WHAT YOU WILL DO —
A – In the Spark streaming question, what is the stretch from "streaming_context.awaitTermination()" through "spark_conf.setAppName(spark_app_name)" with "spark_conf" replaced by "streaming_conf" throughout?
B – According to the Spark streaming question, which deploy mode is used when the app is submitted via spark-submit?

TEXT EXCERPT —

4

I am trying to implement a Spark streaming application, but I am getting back an exception: "py4j.Py4JException: Method getnewargs([]) does not exist"

I do not understand the source of this exception. I read here that I cannot use a SparkSession instance outside of the driver. But, I do not know whether I am doing that. I don't understand how to tell whether some code executes on the driver or an executor - I understand the difference between transformations and actions (I think), but when it comes to streams and foreachRDD, I get lost.

The app is a Spark streaming app, running on AWS EMR, reading data from AWS Kinesis. We submit the Spark app via spark-submit, with --deploy-mode cluster. Each record in the stream is a JSON object in the form:

{"type":"some string","state":"an escaped JSON string"}

E.g.:

{"type":"type1","state":"{\"some_property\":\"some value\"}"}

Here is my app in its current state:

# Each handler subclasses from BaseHandler and
# has the method
# def process(self, df, df_writer, base_writer_path)
# Each handler's process method performs additional transformations.
# df_writer is a function which writes a Dataframe to some S3 location.

HANDLER_MAP = {
    'type1': Type1Handler(),
    'type2': Type2Handler(),
    'type3': Type3Handler()
}

FORMAT = 'MyProject %(asctime)s %(levelname)s %(name)s: %(message)s'
logging.basicConfig(level=logging.INFO, format=FORMAT)
logger = logging.getLogger(__name__)

# Use a closure and lambda to create streaming context
create = lambda: create_streaming_context(
    spark_app_name=spark_app_name,
    kinesis_stream_name=kinesis_stream_name,
    kinesis_endpoint=kinesis_endpoint,
    kinesis_region=kinesis_region,
    initial_position=InitialPositionInStream.LATEST,
    checkpoint_interval=checkpoint_interval,
    checkpoint_s3_path=checkpoint_s3_path,
    data_s3_path=data_s3_path)

streaming_context = StreamingContext.getOrCreate(checkpoint_s3_path, create)

streaming_context.start()
streaming_context.awaitTermination()

The function for creating the streaming context:

def create_streaming_context(
    spark_app_name, kinesis_stream_name, kinesis_endpoint,
    kinesis_region, initial_position, checkpoint_interval,
    data_s3_path, checkpoint_s3_path):
    """Create a new streaming context or reuse a checkpointed one."""

    # Spark configuration
    spark_conf = SparkConf()
    spark_conf.set('spark.streaming.blockInterval', 37500)
    spark_conf.setAppName(spark_app_name)

    # Spark context
    spark_context = SparkContext(conf=spark_conf)

    # Spark streaming context
    streaming_context = StreamingContext(spark_context, batchDuration=300)
    streaming_context.checkpoint(checkpoint_s3_path)

    # Spark session
    spark_session = get_spark_session_instance(spark_conf)

    # Set up stream processing
    stream = KinesisUtils.createStream(
        streaming_context, spark_app_name, kinesis_stream_name,
        kinesis_endpoint, kinesis_region, initial_position,
        checkpoint_interval)

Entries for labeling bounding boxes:
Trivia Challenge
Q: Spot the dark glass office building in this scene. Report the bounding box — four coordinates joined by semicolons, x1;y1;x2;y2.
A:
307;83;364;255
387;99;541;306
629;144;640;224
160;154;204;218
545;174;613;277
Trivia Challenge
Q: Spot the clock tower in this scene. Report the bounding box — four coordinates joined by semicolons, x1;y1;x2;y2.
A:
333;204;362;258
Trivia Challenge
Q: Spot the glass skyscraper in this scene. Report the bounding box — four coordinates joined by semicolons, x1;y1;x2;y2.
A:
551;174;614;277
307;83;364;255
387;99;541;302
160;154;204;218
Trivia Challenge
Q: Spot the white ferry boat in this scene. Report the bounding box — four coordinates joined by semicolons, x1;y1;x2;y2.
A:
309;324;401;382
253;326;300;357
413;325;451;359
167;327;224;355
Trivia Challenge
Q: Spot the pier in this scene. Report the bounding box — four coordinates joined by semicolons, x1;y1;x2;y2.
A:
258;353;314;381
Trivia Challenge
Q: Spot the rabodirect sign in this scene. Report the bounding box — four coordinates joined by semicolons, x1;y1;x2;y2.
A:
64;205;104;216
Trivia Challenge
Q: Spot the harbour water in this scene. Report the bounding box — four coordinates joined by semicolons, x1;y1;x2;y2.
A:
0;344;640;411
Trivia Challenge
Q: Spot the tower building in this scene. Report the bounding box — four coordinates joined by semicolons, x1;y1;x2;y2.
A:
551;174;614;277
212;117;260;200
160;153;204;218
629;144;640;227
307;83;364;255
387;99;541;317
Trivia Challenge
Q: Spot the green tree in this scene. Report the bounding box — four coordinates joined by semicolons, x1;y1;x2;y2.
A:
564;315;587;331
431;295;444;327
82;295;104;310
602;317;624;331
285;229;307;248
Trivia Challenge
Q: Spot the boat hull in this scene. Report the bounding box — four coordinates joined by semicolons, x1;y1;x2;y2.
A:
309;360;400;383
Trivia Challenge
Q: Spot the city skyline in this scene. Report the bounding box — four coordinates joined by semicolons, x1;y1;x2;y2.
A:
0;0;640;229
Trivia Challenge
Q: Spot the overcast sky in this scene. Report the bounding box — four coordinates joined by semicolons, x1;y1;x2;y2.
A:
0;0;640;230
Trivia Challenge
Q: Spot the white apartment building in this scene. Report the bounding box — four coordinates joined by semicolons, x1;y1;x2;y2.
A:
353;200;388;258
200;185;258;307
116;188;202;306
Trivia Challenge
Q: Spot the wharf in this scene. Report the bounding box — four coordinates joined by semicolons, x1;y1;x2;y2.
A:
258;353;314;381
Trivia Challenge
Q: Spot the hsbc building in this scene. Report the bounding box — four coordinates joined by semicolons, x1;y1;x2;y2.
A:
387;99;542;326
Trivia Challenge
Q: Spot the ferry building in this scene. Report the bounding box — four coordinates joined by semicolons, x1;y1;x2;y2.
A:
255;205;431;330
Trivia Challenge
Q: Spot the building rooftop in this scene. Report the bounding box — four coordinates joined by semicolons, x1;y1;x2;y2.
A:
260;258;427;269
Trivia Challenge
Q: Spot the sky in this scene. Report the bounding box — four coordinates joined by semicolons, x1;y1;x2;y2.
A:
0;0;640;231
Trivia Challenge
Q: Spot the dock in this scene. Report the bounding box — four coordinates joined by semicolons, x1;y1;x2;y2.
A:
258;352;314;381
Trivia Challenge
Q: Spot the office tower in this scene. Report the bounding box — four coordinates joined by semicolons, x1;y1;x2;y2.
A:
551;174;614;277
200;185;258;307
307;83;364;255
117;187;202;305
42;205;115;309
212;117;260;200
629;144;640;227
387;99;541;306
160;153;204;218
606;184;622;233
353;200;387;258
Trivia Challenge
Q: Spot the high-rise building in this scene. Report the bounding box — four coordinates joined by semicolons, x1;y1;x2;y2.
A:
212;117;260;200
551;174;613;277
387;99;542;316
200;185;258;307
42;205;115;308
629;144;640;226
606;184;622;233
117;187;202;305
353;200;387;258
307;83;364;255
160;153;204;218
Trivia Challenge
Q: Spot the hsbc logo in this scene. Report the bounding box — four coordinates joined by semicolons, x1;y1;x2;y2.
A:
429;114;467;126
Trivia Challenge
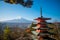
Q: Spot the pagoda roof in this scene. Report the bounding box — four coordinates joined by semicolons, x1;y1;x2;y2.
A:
38;28;53;30
38;32;54;36
34;17;51;20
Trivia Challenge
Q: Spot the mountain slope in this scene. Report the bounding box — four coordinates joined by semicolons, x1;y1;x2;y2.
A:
5;18;32;23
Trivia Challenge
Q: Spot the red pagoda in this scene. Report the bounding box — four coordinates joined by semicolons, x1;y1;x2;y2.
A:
35;8;54;40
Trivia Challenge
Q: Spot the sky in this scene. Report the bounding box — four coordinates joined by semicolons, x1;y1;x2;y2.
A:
0;0;60;22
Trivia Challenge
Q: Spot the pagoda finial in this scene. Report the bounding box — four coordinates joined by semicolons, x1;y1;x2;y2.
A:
40;7;43;18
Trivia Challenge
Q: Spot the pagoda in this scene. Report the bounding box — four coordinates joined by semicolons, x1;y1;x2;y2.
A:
34;8;55;40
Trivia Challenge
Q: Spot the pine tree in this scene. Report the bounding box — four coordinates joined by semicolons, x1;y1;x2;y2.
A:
3;26;11;40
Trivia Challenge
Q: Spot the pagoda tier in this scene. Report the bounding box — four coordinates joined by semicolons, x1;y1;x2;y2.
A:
33;7;54;40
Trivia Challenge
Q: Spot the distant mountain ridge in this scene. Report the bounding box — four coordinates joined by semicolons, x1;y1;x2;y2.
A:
1;18;32;23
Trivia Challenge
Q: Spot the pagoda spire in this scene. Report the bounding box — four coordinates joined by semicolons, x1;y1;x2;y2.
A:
40;7;43;18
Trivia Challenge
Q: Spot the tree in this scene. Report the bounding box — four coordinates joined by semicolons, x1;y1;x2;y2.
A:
4;0;33;8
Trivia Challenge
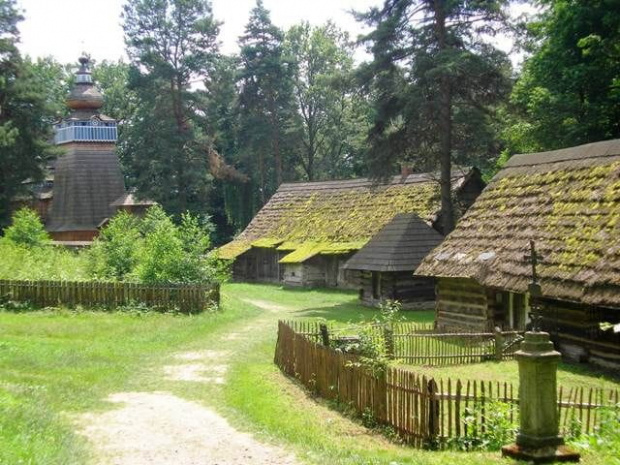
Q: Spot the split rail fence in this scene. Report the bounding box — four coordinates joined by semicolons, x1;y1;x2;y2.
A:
0;280;220;313
295;322;523;366
275;321;620;447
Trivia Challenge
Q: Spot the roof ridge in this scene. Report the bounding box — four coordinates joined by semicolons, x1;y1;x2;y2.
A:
502;139;620;171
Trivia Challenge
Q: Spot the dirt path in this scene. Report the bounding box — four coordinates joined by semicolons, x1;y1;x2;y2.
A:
78;301;297;465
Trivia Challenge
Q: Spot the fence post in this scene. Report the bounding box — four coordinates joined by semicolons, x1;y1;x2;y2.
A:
383;326;394;359
426;378;439;445
495;326;504;362
315;323;329;347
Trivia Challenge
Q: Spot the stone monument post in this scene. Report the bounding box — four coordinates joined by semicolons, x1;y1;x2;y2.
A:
502;242;580;463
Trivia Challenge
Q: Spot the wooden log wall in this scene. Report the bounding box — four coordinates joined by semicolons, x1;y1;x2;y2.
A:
0;280;220;313
541;299;620;369
436;278;493;332
360;271;435;309
274;322;620;447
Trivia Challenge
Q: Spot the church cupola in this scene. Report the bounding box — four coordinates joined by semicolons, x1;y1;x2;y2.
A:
54;56;117;145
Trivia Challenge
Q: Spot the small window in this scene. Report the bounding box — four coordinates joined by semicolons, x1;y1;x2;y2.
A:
372;271;381;300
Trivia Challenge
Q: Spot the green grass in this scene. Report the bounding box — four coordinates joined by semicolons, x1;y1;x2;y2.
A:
0;298;258;464
408;360;620;393
0;284;612;465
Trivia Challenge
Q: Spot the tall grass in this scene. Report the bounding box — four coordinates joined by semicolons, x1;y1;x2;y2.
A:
0;240;89;281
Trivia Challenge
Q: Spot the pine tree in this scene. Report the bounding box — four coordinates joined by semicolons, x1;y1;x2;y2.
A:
286;22;368;181
0;0;54;227
238;0;293;203
120;0;218;215
506;0;620;152
359;0;510;233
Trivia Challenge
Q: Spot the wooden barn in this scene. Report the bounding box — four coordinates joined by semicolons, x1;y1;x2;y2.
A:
344;213;443;308
219;169;484;288
416;140;620;366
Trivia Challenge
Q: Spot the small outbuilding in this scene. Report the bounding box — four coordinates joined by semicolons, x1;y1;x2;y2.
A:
344;213;443;308
219;168;484;288
416;140;620;367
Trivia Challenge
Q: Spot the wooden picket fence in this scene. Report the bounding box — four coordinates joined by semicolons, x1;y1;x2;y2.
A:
275;321;620;447
291;321;523;366
0;280;220;313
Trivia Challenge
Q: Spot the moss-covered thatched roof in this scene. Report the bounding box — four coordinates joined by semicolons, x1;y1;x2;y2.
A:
219;169;480;263
344;213;443;272
416;140;620;307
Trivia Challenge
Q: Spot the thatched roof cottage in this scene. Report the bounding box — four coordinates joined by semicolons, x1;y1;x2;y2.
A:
344;213;443;308
416;140;620;364
219;169;484;287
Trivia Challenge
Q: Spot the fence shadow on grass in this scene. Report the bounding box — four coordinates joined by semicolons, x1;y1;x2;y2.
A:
274;321;620;447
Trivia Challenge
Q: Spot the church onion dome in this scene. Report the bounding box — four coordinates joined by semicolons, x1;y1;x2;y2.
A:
67;56;103;110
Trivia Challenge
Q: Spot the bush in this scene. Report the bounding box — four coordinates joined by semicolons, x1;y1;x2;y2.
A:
0;239;89;281
89;212;142;280
448;400;519;450
90;206;226;284
4;208;51;247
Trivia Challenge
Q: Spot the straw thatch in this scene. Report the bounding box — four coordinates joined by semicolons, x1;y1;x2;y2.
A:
416;140;620;307
219;169;484;263
344;213;443;272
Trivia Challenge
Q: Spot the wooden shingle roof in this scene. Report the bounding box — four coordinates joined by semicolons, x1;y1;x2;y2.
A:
46;148;125;232
416;140;620;308
219;169;482;263
344;213;443;272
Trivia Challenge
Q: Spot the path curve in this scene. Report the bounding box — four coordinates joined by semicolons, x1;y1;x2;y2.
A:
77;301;298;465
81;392;296;465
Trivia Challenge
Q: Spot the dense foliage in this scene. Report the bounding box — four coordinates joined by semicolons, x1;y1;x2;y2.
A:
0;209;88;281
0;0;53;227
360;0;510;233
0;0;620;245
89;206;226;284
505;0;620;152
119;0;218;215
0;206;227;284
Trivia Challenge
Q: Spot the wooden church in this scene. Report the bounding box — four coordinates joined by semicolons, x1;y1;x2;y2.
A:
14;57;153;245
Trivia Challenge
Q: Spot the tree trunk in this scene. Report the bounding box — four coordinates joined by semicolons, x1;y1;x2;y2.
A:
433;0;454;235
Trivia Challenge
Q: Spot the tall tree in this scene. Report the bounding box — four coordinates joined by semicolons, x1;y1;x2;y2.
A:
286;22;368;181
507;0;620;151
92;60;137;125
120;0;218;214
358;0;510;233
0;0;54;227
239;0;292;203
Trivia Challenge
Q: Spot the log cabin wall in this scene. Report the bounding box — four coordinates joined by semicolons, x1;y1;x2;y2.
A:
542;299;620;369
359;271;435;309
233;248;280;283
436;278;493;331
302;255;327;287
49;230;99;242
281;263;303;286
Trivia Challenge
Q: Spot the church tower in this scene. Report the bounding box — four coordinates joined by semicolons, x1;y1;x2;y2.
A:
46;57;125;242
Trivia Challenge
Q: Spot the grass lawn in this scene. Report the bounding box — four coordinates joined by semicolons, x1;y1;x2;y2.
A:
0;284;614;465
0;298;259;465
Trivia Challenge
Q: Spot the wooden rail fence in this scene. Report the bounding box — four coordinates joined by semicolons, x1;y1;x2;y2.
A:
0;280;220;313
275;321;620;447
291;321;522;366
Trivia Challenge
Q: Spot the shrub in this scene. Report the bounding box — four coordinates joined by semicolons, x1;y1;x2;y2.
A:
0;239;89;281
448;400;518;450
4;208;51;247
89;212;142;280
89;206;227;284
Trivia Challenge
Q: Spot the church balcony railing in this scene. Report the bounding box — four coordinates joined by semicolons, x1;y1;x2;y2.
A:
54;126;118;144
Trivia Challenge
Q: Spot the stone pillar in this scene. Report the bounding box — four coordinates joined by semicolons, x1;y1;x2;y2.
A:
502;332;579;463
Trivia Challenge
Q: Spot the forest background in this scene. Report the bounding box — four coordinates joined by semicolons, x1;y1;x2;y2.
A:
0;0;620;245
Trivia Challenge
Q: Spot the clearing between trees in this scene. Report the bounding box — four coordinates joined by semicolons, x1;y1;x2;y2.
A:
0;284;609;465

EXERCISE RESPONSES —
A –
streaming_context.awaitTermination()

The function for creating the streaming context:

def create_streaming_context(
    spark_app_name, kinesis_stream_name, kinesis_endpoint,
    kinesis_region, initial_position, checkpoint_interval,
    data_s3_path, checkpoint_s3_path):
    """Create a new streaming context or reuse a checkpointed one."""

    # Spark configuration
    streaming_conf = SparkConf()
    streaming_conf.set('spark.streaming.blockInterval', 37500)
    streaming_conf.setAppName(spark_app_name)

B – Cluster mode, via --deploy-mode cluster.